# Assessing Ad Performance using Bayesian A/B Algorithms

This project assesses the performance of different adverts, as measured by Conversion, using several different Bayesian Algorithms applied to A/B testing. The following Algorithms are explored:

- Epsilon-Greedy
- Optimistic Initial Value
- Upper Confidence Bound
- Thompson Sampling

The dataset used is available here https://www.kaggle.com/osuolaleemmanuel/ad-ab-testing. As well as discussing the intracacies of each algorithm, we also consider their applicability to online learning and marketing.

***

<br>

In [3]:
import matplotlib.pyplot as plt
import numpy as np
import pandas as pd
import seaborn as sns
from sklearn.preprocessing import StandardScaler

Problems with frequentist Hypothesis testing.

In [None]:
# Load dataset
df = pd.read.csv()

***

## Bayesian A/B Testing

The adaptive approach of Bayesian A/B testing is particularly useful for online platforms. Show showing of different adverts or the use of different webpages for conversion. A/B tests can be applied to any problem in which we want to randomly assign different treatments and assess which treatment optimizes some objective function or statistic. For example, this can include validating the positive impact of drugs, selecting from severl webpage or advert designs and the content to show on news feeds based on their engagement. 

Standard A/B Testing assigns different treatments to a control and (potentially more than one) test group. In medical statistics, this includes sample size calculations for the achievement of a specific test power. The mean value and confidence intervals for the test and control groups are then compared after a pre-determined number of trials, and then the treatment with the best performance is assigned to the whole population. A problem with this approach is that it can often continue to assign the sub-optimal treatment to one of the groups.

Also, for sample size calculations, this assumes we have a good estimate of the effect size- if we have strong prior knowledge that we expect one advert to perform better than the other we should be factoring this into our analysis.

Another issue with frequentist approaches to hypothesis testing is the subjectivity in statistical significance. The p-value used to choose between treatments can also vary as the number of trials increases, hence a difference in performance between two treatments can vary between significance and insignificance. 

__Explore-Exploit Dilemma__

One one hand, we need enough samples to provide a low-variance estimate of the CTR for each advert but on the other hand we would like to quickly exploit the advert with the highest click-through rate in order to maximize sales and revenue. Bayesian methods provide an effective way of doing this. This is also the main trade-off in reinforcement learning models

Bayesian statistics enables one to place distributional assumptions on the estimates of the mean (conversion rate), which gives an improved measure of uncertainty as to the true value of the parameter. We can then use Bayes Theorem to combine the prior and likelihood to get a posterior distribution for the click-through-rate.
_ _ _ _ _
= ASSIGNED TASK A =
Answer these questions using the Bayesian A/B testing text, one line each, marked (i), (ii), (iii):
(i) Which four algorithms does the project explore?
(ii) In medical statistics, what does standard A/B testing include?
(iii) Why can a difference in performance between two treatments shift between significance and insignificance?
= ASSIGNED TASK B =
Go on with the Bayesian A/B testing text from its final sentence onward.
_ _ _ _ _
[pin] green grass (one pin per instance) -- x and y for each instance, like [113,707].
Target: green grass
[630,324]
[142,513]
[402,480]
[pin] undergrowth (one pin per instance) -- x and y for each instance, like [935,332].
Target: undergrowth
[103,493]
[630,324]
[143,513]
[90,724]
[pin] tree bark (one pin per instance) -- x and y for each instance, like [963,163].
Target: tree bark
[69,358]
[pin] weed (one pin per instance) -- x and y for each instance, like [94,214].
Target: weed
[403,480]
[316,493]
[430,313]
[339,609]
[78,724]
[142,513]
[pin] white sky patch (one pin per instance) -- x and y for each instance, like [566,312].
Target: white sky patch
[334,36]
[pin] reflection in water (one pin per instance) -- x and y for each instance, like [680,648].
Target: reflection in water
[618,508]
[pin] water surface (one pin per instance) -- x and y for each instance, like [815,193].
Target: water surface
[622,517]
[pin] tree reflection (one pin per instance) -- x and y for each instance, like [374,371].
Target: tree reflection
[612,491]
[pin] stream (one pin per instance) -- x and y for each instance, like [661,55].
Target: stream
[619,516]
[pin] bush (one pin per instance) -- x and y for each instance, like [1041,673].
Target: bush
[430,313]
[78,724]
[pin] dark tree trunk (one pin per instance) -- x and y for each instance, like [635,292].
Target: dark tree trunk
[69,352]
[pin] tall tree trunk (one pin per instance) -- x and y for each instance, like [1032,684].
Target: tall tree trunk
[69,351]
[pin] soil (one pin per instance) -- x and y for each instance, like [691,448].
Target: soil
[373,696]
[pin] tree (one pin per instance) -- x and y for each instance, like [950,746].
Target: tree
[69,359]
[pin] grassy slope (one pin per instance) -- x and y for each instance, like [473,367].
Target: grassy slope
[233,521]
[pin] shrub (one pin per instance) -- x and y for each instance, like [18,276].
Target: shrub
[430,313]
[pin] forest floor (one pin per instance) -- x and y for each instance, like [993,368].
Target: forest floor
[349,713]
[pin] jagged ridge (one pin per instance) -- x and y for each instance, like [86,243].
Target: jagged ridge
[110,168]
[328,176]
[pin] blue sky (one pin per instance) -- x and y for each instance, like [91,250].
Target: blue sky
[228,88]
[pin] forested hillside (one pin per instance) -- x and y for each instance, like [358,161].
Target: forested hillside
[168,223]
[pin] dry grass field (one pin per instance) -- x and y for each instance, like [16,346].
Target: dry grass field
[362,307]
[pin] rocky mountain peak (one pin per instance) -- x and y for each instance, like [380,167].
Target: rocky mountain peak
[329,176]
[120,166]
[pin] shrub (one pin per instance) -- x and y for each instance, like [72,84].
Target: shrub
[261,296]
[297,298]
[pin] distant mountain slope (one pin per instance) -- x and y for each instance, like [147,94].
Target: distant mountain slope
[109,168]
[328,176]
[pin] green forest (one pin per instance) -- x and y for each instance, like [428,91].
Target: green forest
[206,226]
_ _ _ _ _
= RESPONSE BOX A =
(i) Epsilon-Greedy, Optimistic Initial Value, Upper Confidence Bound, and Thompson Sampling.
(ii) Sample size calculations for the achievement of a specific test power.
(iii) The p-value used to choose between treatments can vary as the number of trials increases.

= RESPONSE BOX B =
The discussed algorithms allow us to balance exploration and exploitation. 

_Exploration_ involves collecting addtional data for each bandit to increase our certainty (reduce the variance) in the estimate of the conversion rate for each bandit. 

_Exploitation_ involves showing the optimal bandit (the one with the highest MLE of the conversion rate) to consumers, in order to maximize conversion and sales. 

In particular, we want both a high level of exploration and exploitation, however at each iteration there is a choice between exploration or exploitation- we can't do both at the same time. 

Other problems with the standard frequentist approach to A/B testing are

### Limitations of Standard A/B Testing

- During the exploratory phase information is wasted whilst we continue to explore inferior bandits in order to gather more data

- May have to run the test for a long time in order to gather enough data to gain enough statistical confidence to select amongst the bandit

- Performance of different bandits may change over time and there may be fluctuations between significance and insignificance of results as more data is gathered. This is particularly prevalent when the assumption of independent trials is violated. 

- There is a jump from exploration to exploitation, rather than a smooth transition

## Click Through Rate

The click through rate is the probability the user clicks an advert/link. Each 'trial' has a Bernoulli distribution.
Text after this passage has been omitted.